▶ _Belge_
Sanallaştırma hakkında bilmeniz gereken 10 şey

Sanallaştırma terimi son birkaç yıl içerisinde BT dünyasında oldukça moda haline gelmiş bir terimdir. 1 Mart’ta Windows Server 2008’in piyasaya sürülmesi ile birlikte bu popülarite daha da büyümüştür. Microsoft, 6 ay içerisinde Hyper-V sanallaştırma bileşeninin (resmi olarak Viridian denilen) de piyasaya çıkacağı vaadinde bulunmuştu. Tabii ki, sanallaştırma konusunda VMWare ve Citrix/XenSource ile ilgili katı rekabetin yanı sıra Microsoft’un önceden de Sanal Sunucusu ve Sanal PC’si vardı.

Tüm bu seçeneklerle birlikte, sanallaştırmaya cesur bir girişimde bulunmak gereğinden büyük ve kafa karıştırıcı bir adım olabilir. İşte bu makalede bir tertip planı yapmaya başlamadan önce sanallaştırma ve sanallaştırma yazılımı hakkında bilmeniz gereken birkaç şey üzerinde duracağız.

1: Sanallaştırma, içerdiği pek çok anlamla geniş bir terimdir

Sanallaştırma yazılımı bir dizi farklı amaçla kullanılabilir. Tek bir fiziksel makine üzerinde birden fazla mantıksal sunucuyu çalıştıran sunucu konsolidasyonu, donanım giderlerinden tasarruf yapmanın ve destek ve yönetim işlerini kolaylaştırmanın yaygın olarak tercih edilen yollarından biridir. Ve bu makalede bizim esas olarak üzerinde durduğumuz konu budur. Öte yandan diğer kullanımlar şunları içerir:

  • Eğitim amaçlı veya yazılım veya donanım desteği için bir Sanal Makinede istemci işletim sistemlerini çalıştırmak için masaüstü sanallaştırma.
  • Yeni yazılımları, yamaları, vb. üretim ağınızda kullanıma sokmadan önce test etmenin maliyet etkin bir yolunu sunan sanal test ortamları.
  • Bir lokasyonda bir uygulama çalıştırırken diğer bir lokasyondan aynı uygulamayı kontrol etmenize, işleme sürecinin bir sunucu üzerinde gerçekleştirilmesine ve sadece grafik ve nihai kullanıcı G/Ç öğelerinin nihai istemcide işlenmesine olanak tanıyan sunum sanallaştırma.
  • Uygulamaların, istemci makinelere yüklenmeksizin çalıştırılabilmesi için uygulama konfigürasyon katmanını işletim sisteminden ayıran uygulama sanallaştırma.
  • Fiziksel sunuculardaki hard disklere bağımlı olmaktansa sanal sunucular için depolama imkanı sağlayan bir SAN çözümünün kullanılmasını sağlayan bellek sanallaştırma .

▶ _Veri bölümü_
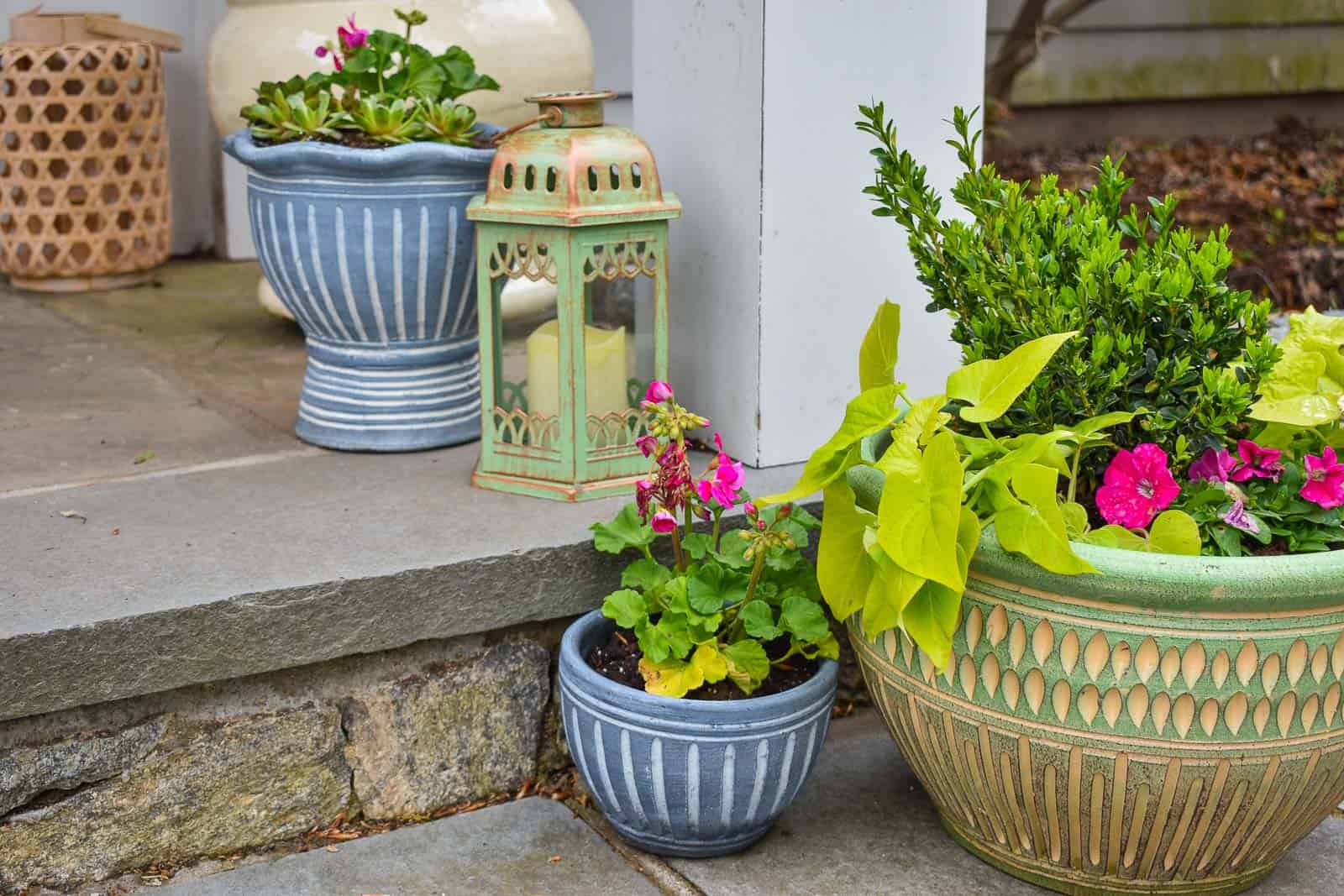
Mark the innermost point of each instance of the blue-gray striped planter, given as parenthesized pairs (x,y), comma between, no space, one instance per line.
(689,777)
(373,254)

▶ _Kısa görev A_
Sanallaştırma yazısında "Sanallaştırma yazılımı bir" ile başlayıp "için masaüstü sanallaştırma." kısmına kadar giden bölümü kelimesi kelimesine aktarın.
▶ _Kısa görev B_
Sanallaştırma yazısına göre Hyper-V sanallaştırma bileşenine resmi olarak ne ad veriliyor?

▶ _Görevin çözümü A_
Sanallaştırma yazılımı bir dizi farklı amaçla kullanılabilir. Tek bir fiziksel makine üzerinde birden fazla mantıksal sunucuyu çalıştıran sunucu konsolidasyonu, donanım giderlerinden tasarruf yapmanın ve destek ve yönetim işlerini kolaylaştırmanın yaygın olarak tercih edilen yollarından biridir. Ve bu makalede bizim esas olarak üzerinde durduğumuz konu budur. Öte yandan diğer kullanımlar şunları içerir:

  • Eğitim amaçlı veya yazılım veya donanım desteği için bir Sanal Makinede istemci işletim sistemlerini çalıştırmak için masaüstü sanallaştırma.

▶ _Görevin çözümü B_
Viridian.